Later that evening we made our course change to the south on a near dead run and boomed out the genoa to windward. We left the mainsail set to port with a preventer to minimise the risk of an accidental gybe rather than replace it with the gib on the other pole. This was partly due to laziness and partly because we anticipated the need to revert to a more south westerly course later. The winds being moderate also lessened the risk of any serious consequences in the event of an accidental gybe. As it turned out, Lolo proved quite capable of holding Bonny on a run without gybing.

Over night the wind freshened somewhat but the Mate dealt with that without waking the skipper, by taking in a few rolls on the genoa. A messier and smellier incident also occured on Mick's Watch, the deisel heater started leaking deisel.


Not being familier with the stove all Mick was able to do was try and soak up the spillage with kitched roll. On getting up I turnd off the fuel supply and eventually when all the deisel in the pipe between the tank and the stove had ran out, the leakage stopped. Luckilly most of the deisel was caught in the steel tray in which the stove sits, but we still have some residue spillage that has soaked into woodwork, to try and clean up.

Required work:
A. In the sailing log, how did the Mate deal with the wind freshening overnight?
B. Carry the sailing log forward from its final sentence about the diesel residue in the woodwork.

Dataset entries:
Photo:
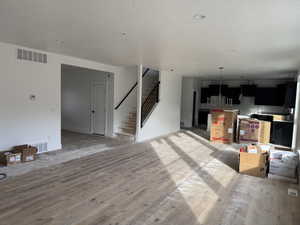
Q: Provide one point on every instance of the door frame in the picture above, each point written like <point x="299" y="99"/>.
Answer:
<point x="92" y="105"/>
<point x="110" y="95"/>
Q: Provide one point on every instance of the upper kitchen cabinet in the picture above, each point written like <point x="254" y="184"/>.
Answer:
<point x="215" y="89"/>
<point x="248" y="90"/>
<point x="290" y="98"/>
<point x="266" y="96"/>
<point x="204" y="95"/>
<point x="233" y="94"/>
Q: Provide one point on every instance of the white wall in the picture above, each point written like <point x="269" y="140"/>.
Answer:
<point x="187" y="102"/>
<point x="76" y="97"/>
<point x="296" y="134"/>
<point x="25" y="121"/>
<point x="165" y="118"/>
<point x="123" y="84"/>
<point x="247" y="105"/>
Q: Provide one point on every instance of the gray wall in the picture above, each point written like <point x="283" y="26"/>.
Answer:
<point x="76" y="97"/>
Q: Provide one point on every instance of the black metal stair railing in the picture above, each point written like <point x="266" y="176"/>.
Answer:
<point x="132" y="88"/>
<point x="149" y="103"/>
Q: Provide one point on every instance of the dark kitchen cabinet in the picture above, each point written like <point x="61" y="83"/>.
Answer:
<point x="204" y="95"/>
<point x="290" y="99"/>
<point x="234" y="94"/>
<point x="215" y="89"/>
<point x="266" y="96"/>
<point x="248" y="90"/>
<point x="281" y="94"/>
<point x="202" y="118"/>
<point x="282" y="133"/>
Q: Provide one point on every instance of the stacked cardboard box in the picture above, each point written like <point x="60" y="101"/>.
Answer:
<point x="253" y="161"/>
<point x="8" y="158"/>
<point x="28" y="152"/>
<point x="223" y="125"/>
<point x="283" y="163"/>
<point x="22" y="153"/>
<point x="254" y="131"/>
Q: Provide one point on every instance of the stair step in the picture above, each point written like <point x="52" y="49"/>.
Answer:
<point x="129" y="125"/>
<point x="128" y="130"/>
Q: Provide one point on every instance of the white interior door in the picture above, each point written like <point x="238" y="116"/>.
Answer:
<point x="98" y="108"/>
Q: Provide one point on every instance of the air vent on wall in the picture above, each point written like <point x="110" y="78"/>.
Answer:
<point x="31" y="56"/>
<point x="42" y="147"/>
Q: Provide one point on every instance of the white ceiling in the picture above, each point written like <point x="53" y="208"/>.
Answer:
<point x="247" y="37"/>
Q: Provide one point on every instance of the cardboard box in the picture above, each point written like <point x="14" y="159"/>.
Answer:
<point x="8" y="158"/>
<point x="253" y="162"/>
<point x="28" y="152"/>
<point x="254" y="131"/>
<point x="279" y="117"/>
<point x="283" y="163"/>
<point x="223" y="125"/>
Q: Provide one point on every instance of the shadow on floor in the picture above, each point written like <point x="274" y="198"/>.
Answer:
<point x="75" y="141"/>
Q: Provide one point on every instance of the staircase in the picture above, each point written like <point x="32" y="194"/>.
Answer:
<point x="129" y="126"/>
<point x="150" y="97"/>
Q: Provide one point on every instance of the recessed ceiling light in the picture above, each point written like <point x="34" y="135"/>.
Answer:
<point x="199" y="17"/>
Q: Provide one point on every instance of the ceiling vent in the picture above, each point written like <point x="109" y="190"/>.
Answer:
<point x="31" y="56"/>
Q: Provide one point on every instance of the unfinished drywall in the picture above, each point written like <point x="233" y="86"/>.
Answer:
<point x="186" y="117"/>
<point x="165" y="118"/>
<point x="247" y="105"/>
<point x="76" y="88"/>
<point x="32" y="120"/>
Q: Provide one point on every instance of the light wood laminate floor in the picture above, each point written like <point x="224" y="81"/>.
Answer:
<point x="180" y="179"/>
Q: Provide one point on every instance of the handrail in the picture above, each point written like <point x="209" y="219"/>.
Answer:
<point x="149" y="103"/>
<point x="129" y="92"/>
<point x="150" y="94"/>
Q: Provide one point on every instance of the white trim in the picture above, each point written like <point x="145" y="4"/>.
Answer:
<point x="295" y="142"/>
<point x="139" y="100"/>
<point x="92" y="105"/>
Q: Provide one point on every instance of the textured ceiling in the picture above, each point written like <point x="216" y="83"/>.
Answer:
<point x="247" y="37"/>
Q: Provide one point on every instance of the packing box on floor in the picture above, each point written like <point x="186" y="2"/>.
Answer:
<point x="253" y="161"/>
<point x="28" y="152"/>
<point x="283" y="163"/>
<point x="9" y="158"/>
<point x="279" y="117"/>
<point x="223" y="125"/>
<point x="254" y="131"/>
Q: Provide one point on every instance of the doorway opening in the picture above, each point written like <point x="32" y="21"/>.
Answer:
<point x="86" y="107"/>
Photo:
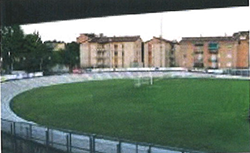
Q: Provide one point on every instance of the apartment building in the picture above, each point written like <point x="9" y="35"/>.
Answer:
<point x="159" y="52"/>
<point x="215" y="52"/>
<point x="110" y="52"/>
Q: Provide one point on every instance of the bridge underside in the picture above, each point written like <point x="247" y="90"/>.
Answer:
<point x="37" y="11"/>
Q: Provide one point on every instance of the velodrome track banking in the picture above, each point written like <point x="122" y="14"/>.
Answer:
<point x="12" y="88"/>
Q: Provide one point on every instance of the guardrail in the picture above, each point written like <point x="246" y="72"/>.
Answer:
<point x="75" y="142"/>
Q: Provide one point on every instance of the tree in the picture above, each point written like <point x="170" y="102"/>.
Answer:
<point x="23" y="52"/>
<point x="71" y="55"/>
<point x="12" y="43"/>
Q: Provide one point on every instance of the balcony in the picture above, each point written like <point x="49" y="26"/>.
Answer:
<point x="196" y="51"/>
<point x="213" y="60"/>
<point x="213" y="47"/>
<point x="99" y="51"/>
<point x="198" y="64"/>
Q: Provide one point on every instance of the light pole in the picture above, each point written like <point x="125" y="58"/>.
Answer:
<point x="11" y="64"/>
<point x="41" y="64"/>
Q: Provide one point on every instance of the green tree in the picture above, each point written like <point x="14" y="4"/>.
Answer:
<point x="71" y="55"/>
<point x="12" y="43"/>
<point x="23" y="52"/>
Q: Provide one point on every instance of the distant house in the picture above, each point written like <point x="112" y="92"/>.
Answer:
<point x="55" y="45"/>
<point x="215" y="52"/>
<point x="159" y="52"/>
<point x="110" y="52"/>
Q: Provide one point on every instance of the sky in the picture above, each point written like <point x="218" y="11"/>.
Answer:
<point x="171" y="25"/>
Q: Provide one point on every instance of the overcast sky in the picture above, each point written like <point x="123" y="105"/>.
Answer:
<point x="172" y="25"/>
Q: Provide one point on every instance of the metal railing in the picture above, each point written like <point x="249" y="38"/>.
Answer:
<point x="75" y="142"/>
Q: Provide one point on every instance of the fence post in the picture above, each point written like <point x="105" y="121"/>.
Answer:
<point x="11" y="129"/>
<point x="70" y="143"/>
<point x="30" y="131"/>
<point x="27" y="133"/>
<point x="47" y="139"/>
<point x="93" y="145"/>
<point x="136" y="148"/>
<point x="14" y="129"/>
<point x="67" y="142"/>
<point x="149" y="149"/>
<point x="119" y="147"/>
<point x="90" y="144"/>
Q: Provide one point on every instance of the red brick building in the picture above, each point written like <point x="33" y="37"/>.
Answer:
<point x="215" y="52"/>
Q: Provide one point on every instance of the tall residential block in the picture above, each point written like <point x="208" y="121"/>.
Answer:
<point x="215" y="52"/>
<point x="159" y="52"/>
<point x="110" y="52"/>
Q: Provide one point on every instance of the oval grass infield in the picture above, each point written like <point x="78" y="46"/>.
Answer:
<point x="199" y="114"/>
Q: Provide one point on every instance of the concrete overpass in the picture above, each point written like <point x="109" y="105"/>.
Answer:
<point x="37" y="11"/>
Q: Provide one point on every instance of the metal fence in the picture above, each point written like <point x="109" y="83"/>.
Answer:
<point x="74" y="142"/>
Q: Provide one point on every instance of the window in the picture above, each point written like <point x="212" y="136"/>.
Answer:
<point x="229" y="64"/>
<point x="229" y="55"/>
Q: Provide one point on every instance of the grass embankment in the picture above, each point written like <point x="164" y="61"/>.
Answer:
<point x="199" y="114"/>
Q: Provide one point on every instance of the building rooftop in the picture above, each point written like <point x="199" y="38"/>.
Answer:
<point x="114" y="39"/>
<point x="226" y="38"/>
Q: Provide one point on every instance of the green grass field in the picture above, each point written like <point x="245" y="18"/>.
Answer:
<point x="200" y="114"/>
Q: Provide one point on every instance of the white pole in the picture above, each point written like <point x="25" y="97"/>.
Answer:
<point x="151" y="78"/>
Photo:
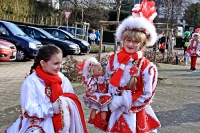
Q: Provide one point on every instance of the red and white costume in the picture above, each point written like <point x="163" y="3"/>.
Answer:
<point x="97" y="96"/>
<point x="136" y="115"/>
<point x="130" y="110"/>
<point x="193" y="51"/>
<point x="37" y="112"/>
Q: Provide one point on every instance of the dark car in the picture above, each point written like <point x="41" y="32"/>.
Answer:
<point x="26" y="47"/>
<point x="61" y="34"/>
<point x="80" y="33"/>
<point x="7" y="51"/>
<point x="67" y="47"/>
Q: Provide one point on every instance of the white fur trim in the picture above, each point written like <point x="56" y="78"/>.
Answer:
<point x="122" y="66"/>
<point x="65" y="115"/>
<point x="127" y="96"/>
<point x="195" y="34"/>
<point x="139" y="54"/>
<point x="139" y="23"/>
<point x="85" y="68"/>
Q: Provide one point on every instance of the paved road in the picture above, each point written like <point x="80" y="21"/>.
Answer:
<point x="176" y="102"/>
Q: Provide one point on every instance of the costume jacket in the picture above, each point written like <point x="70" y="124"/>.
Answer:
<point x="136" y="114"/>
<point x="37" y="111"/>
<point x="97" y="92"/>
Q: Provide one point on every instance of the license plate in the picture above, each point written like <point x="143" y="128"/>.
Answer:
<point x="14" y="54"/>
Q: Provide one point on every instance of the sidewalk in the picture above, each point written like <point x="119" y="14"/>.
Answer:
<point x="176" y="102"/>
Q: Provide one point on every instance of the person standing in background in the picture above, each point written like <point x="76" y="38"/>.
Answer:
<point x="97" y="36"/>
<point x="186" y="40"/>
<point x="92" y="37"/>
<point x="173" y="41"/>
<point x="133" y="79"/>
<point x="193" y="51"/>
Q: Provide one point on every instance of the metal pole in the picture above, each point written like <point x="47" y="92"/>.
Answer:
<point x="101" y="40"/>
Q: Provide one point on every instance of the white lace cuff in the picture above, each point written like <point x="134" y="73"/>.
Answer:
<point x="127" y="100"/>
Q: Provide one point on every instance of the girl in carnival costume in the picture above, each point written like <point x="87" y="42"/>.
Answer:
<point x="133" y="81"/>
<point x="193" y="50"/>
<point x="97" y="97"/>
<point x="186" y="40"/>
<point x="48" y="102"/>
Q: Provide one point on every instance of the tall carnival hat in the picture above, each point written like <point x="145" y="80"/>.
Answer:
<point x="197" y="32"/>
<point x="141" y="20"/>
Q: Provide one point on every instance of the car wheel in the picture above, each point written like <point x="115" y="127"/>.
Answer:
<point x="21" y="55"/>
<point x="63" y="53"/>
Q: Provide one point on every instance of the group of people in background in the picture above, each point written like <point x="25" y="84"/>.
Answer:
<point x="190" y="45"/>
<point x="94" y="37"/>
<point x="120" y="97"/>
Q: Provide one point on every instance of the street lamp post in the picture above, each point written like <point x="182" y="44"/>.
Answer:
<point x="172" y="17"/>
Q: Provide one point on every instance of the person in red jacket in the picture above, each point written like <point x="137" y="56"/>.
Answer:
<point x="192" y="51"/>
<point x="133" y="81"/>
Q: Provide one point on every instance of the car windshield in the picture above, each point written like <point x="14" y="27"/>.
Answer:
<point x="48" y="35"/>
<point x="14" y="29"/>
<point x="70" y="35"/>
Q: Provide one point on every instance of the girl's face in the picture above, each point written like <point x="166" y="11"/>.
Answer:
<point x="53" y="65"/>
<point x="131" y="45"/>
<point x="196" y="37"/>
<point x="97" y="71"/>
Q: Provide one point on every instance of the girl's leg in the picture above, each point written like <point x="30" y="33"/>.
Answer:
<point x="103" y="115"/>
<point x="92" y="115"/>
<point x="103" y="118"/>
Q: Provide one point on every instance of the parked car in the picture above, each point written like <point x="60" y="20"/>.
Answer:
<point x="61" y="34"/>
<point x="79" y="32"/>
<point x="46" y="38"/>
<point x="7" y="51"/>
<point x="26" y="46"/>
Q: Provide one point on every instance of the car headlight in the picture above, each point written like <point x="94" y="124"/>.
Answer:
<point x="32" y="45"/>
<point x="3" y="46"/>
<point x="85" y="43"/>
<point x="73" y="46"/>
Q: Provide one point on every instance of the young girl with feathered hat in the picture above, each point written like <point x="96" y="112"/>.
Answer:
<point x="133" y="80"/>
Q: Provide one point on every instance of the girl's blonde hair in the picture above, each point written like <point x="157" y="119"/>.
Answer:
<point x="91" y="73"/>
<point x="139" y="36"/>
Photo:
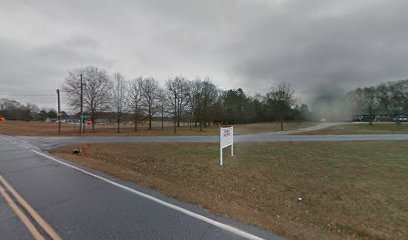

Exercise results:
A. The Mate took in a few rolls on the genoa without waking the skipper.

B.
Sailing boats are strange things - they make lots of noise if they are going 'too' fast (especially too windward) and lots of noise if they are going 'too' slowly. When going fast, the noises are many and varied, such as the water rushing down the side of the boat; the occasional "boom" as a wave hits the side of the hull at just the 'right' angle to spray the boat in a heavy shower of sea water; and more extremely, when a wave of 'solid' water sweeps over the boat with an explosion and roar. The positive thing about all these noises is that they are produced by speed and that's what a sailor wants. Because, whilst we all love the sea, their aren't many of us, who, having spent perhaps weeks in some port or another waiting for the right weather to move on and head back out to sea, aren't very keen indeed to get to the next port as quickly as possible and start the whole cycle over again! The longer the passage the less intense this desire is, but nevertheless, a sailor can often sleep soudly amogst the cocophony of sound produced by a fast moving boat because he or she knows they speeding (if indirectly) towards their destination.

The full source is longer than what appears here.